### TEXT EXCERPT

Ibotta / sk-dist

Distributed scikit-learn meta-estimators in PySpark

Geek Repo:Geek Repo

Github PK Tool:Github PK Tool

cannot get answer with LGBMClassifier

jiahengqi opened this issue · comments

I change xgb to lgb but can't get any return

it cost 1sec on GridSearchCV

grid=dict(num_leaves=[8,15,31],
     n_estimators=[100, 200, 300])
for _ in trange(1):
    model_lgb = GridSearchCV(
        LGBMClassifier(),
        grid, n_jobs=4, cv=3
        )
    model_lgb.fit(X,y)

but no return in 10 min with DistGridSearchCV

grid=dict(num_leaves=[8,15,31],
     n_estimators=[100, 200, 300],
         n_jobs=1)
for _ in trange(1):
    model_lgb = DistGridSearchCV(
        LGBMClassifier(),
        grid, sc, cv=3,n_jobs=1
        )
    model_lgb.fit(X,y)

### SET EXERCISE A
Copy the listing below, starting at the line containing "Mark the lake" and ending at the end of the listing, with the requests included. Increase every x and y coordinate in the answers by 82, and leave the requests and their sample values unchanged.

### RECORDS FOR THIS TASK

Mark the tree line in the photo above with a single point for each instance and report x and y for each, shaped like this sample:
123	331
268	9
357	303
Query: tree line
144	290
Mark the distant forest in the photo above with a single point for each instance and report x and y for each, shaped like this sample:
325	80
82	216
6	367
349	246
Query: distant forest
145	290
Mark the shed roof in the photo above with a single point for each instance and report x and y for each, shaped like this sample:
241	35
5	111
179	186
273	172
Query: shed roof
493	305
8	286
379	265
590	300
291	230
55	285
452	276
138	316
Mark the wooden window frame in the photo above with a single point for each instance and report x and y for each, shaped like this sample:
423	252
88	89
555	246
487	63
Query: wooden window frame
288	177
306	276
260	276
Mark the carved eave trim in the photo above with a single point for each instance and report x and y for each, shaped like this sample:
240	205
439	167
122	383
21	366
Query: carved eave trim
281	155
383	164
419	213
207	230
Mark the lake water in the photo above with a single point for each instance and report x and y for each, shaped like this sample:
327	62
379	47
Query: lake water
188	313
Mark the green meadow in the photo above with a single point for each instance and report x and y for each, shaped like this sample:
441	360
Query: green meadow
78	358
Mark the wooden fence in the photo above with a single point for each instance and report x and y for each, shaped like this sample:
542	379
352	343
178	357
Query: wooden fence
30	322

### SET EXERCISE B
Write out the GitHub issue text again, starting at "Geek Repo:Geek Repo" and ending at "n_estimators=[100, 200, 300])", and substitute "max_depth" for each "num_leaves".

### WRITTEN SOLUTION A
Mark the lake water in the photo above with a single point for each instance and report x and y for each, shaped like this sample:
327	62
379	47
Query: lake water
270	395
Mark the green meadow in the photo above with a single point for each instance and report x and y for each, shaped like this sample:
441	360
Query: green meadow
160	440
Mark the wooden fence in the photo above with a single point for each instance and report x and y for each, shaped like this sample:
542	379
352	343
178	357
Query: wooden fence
112	404

### WRITTEN SOLUTION B
Geek Repo:Geek Repo

Github PK Tool:Github PK Tool

cannot get answer with LGBMClassifier

jiahengqi opened this issue · comments

I change xgb to lgb but can't get any return

it cost 1sec on GridSearchCV

grid=dict(max_depth=[8,15,31],
     n_estimators=[100, 200, 300])